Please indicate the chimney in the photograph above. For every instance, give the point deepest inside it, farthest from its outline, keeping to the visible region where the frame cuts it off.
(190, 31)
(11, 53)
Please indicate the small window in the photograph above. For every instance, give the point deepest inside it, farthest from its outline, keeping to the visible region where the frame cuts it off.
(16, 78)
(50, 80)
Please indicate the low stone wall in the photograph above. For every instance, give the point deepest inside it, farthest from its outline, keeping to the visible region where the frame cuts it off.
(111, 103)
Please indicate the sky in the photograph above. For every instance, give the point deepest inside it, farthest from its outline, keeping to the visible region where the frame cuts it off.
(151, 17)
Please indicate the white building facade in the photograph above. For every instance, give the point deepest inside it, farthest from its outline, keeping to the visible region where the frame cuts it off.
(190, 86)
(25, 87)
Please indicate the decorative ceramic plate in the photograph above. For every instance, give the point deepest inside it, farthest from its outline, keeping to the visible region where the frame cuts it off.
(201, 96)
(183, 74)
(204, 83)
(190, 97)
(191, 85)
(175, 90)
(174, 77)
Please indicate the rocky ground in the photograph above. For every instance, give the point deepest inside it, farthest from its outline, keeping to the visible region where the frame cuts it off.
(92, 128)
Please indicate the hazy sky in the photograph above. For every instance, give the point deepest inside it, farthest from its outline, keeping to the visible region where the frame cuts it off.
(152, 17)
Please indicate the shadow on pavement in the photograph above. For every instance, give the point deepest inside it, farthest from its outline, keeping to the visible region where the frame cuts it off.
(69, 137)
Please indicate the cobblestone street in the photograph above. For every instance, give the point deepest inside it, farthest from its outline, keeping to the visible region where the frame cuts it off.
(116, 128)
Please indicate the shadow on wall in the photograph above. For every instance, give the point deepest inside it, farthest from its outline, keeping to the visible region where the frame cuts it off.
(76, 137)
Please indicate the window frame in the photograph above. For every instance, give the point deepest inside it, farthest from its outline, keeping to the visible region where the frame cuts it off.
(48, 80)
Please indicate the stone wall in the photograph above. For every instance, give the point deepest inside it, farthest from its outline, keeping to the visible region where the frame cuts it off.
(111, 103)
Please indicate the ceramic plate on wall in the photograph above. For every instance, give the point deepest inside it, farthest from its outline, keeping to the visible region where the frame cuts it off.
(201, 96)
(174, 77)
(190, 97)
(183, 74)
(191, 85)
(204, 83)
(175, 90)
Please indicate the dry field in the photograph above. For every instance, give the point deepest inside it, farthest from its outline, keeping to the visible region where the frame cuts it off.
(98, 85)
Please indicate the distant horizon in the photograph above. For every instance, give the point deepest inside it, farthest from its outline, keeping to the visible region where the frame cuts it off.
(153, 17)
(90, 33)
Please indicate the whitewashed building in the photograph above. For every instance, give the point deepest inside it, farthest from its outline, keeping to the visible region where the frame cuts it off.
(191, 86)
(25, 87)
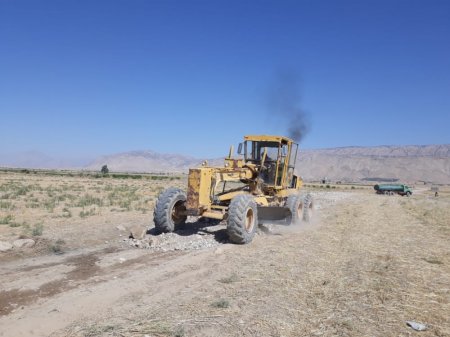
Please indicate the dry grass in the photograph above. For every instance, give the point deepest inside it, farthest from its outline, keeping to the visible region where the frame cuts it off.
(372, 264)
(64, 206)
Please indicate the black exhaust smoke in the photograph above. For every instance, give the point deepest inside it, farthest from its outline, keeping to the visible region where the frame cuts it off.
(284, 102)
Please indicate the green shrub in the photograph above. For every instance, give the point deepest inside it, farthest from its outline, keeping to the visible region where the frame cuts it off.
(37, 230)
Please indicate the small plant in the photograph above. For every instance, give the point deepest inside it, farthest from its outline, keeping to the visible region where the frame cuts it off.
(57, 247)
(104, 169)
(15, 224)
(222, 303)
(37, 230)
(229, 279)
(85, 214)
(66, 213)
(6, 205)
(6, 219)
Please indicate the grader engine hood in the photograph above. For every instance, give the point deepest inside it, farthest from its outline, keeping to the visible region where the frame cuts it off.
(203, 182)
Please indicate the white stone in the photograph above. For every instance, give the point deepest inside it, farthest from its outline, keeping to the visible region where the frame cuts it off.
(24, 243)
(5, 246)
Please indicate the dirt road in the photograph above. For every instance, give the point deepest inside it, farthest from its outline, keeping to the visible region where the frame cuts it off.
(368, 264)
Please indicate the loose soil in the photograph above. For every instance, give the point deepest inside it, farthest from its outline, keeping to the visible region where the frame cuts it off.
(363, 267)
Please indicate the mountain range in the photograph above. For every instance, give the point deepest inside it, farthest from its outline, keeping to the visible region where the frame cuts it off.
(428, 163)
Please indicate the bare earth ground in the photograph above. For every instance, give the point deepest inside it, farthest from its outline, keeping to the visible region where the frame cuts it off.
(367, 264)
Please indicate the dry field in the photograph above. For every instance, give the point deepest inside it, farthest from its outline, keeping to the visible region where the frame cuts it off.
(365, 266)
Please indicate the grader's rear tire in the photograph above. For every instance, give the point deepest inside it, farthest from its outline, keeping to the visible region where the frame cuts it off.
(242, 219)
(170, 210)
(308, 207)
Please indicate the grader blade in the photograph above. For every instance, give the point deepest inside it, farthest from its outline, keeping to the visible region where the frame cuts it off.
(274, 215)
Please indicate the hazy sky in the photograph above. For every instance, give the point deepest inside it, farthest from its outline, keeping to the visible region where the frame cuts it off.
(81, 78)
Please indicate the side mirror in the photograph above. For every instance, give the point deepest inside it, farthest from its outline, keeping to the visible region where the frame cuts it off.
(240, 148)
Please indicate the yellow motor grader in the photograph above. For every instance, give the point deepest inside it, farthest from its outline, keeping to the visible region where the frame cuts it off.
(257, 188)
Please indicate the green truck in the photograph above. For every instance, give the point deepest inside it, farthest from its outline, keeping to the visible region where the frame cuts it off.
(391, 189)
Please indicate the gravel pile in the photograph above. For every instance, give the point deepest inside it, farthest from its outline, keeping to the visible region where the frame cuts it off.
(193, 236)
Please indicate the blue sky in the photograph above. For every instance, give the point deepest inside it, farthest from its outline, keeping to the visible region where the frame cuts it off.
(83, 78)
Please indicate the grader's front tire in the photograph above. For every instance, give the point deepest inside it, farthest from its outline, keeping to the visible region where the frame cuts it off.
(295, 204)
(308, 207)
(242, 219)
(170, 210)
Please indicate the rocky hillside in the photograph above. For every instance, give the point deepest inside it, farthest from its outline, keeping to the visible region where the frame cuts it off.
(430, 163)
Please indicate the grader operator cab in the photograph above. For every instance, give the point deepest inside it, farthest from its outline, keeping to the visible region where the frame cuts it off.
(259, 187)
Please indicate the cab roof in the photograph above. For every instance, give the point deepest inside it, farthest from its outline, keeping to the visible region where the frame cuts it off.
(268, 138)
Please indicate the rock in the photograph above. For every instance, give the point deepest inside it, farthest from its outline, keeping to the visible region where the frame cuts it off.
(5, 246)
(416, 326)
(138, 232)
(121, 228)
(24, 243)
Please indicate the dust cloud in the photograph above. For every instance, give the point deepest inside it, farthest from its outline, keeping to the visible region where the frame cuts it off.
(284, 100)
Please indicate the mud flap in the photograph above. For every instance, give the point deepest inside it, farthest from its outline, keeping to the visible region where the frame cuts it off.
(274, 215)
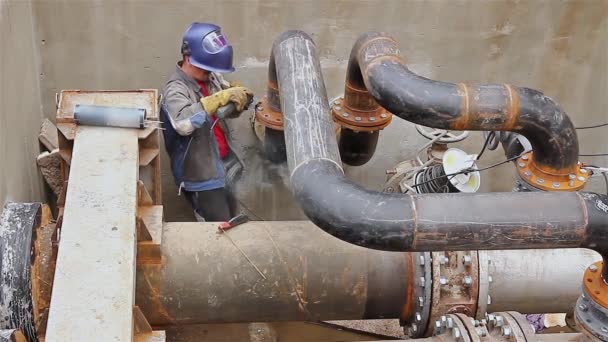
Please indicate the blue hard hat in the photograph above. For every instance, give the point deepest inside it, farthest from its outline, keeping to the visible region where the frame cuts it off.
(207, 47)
---
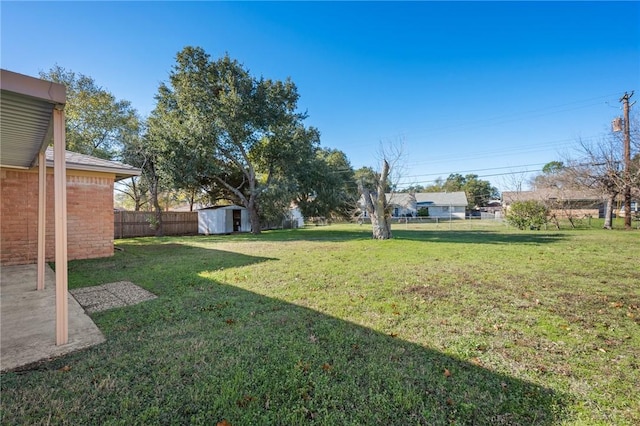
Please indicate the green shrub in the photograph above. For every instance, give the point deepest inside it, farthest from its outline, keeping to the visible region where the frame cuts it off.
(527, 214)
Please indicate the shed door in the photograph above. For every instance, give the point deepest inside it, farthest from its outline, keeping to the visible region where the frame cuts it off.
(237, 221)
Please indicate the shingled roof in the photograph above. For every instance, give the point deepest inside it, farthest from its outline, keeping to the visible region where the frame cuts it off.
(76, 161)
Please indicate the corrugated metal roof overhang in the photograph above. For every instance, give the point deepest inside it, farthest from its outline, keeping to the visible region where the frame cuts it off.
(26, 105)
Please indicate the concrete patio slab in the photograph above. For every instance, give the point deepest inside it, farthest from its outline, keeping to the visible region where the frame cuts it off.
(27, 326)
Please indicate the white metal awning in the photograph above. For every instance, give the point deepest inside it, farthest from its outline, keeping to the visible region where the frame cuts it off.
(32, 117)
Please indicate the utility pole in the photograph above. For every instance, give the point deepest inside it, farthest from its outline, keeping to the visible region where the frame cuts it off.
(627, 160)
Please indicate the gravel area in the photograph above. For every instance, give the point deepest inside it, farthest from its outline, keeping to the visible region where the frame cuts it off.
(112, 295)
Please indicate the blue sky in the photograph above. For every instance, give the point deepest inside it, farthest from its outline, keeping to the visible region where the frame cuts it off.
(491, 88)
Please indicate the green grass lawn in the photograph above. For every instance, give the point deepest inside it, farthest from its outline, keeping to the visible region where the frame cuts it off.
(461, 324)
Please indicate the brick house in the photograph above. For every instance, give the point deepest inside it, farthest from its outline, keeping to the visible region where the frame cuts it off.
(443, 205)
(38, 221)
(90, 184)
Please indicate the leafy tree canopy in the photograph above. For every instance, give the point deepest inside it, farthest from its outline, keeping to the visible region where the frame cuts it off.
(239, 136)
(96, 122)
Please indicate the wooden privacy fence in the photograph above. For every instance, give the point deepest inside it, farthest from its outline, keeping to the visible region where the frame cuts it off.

→ **About this exercise**:
In the listing above, start at the line with "Please indicate the corrugated", go on through the line with "Please indicate the wooden", and copy each of those lines exactly; leave out all the rest.

→ **Response to this task**:
Please indicate the corrugated metal roof overhang in the photograph above. For every instance, give the point deepest inside it, farthest from its outline, keeping to the visible region where the frame cuts it off.
(26, 105)
Please indicate the concrete patio slab in the photograph above. For every instance, give the point deepest inside it, farthest from its outline, keeping to the visible region where the frame cuts it off.
(27, 326)
Please indicate the white metal awning in the photograph above. For every instance, give the point deepest inside it, farthest from its outline, keeping to the visible region where the frame cuts it off.
(32, 117)
Please indicate the utility pole in the photograph above. For every instance, give the point deepest inside it, farthest from its outline, keeping to the visible region where the frame cuts it off.
(627, 160)
Please indicate the gravel area in the photograph above. For every instance, give the point deepest inside it, farthest from its outline, keeping to the visible region where the frame cuts it off.
(112, 295)
Please indicate the blue sky in the photograph above. For every instance, give the point deepest inside it, farthest from its outline, keeping to the visible region where the frame cuts it off.
(491, 88)
Please indicate the green grass lawn in the photograph above. For every instance, give the point deepest inside it, farthest from its outline, keeping to the visible region where the frame cuts it off.
(461, 324)
Please indicate the brick house in the photograph above. For every instance, give the point deepest inside it, farthest from its outline, keeping to the visible region where the frame cuts it off.
(443, 205)
(38, 221)
(90, 184)
Please indicate the leafy tree canopy in the photograph above. For every instance, give the point deepest inside it, farthest from its outline, keeping to the visible region where the frame cuts it off.
(239, 136)
(96, 122)
Please indicate the wooden privacy fence in the photograph above. For every instance, give the point deepest inside it, farthest from its outline, keeping to the visible region where the frame cuts it off.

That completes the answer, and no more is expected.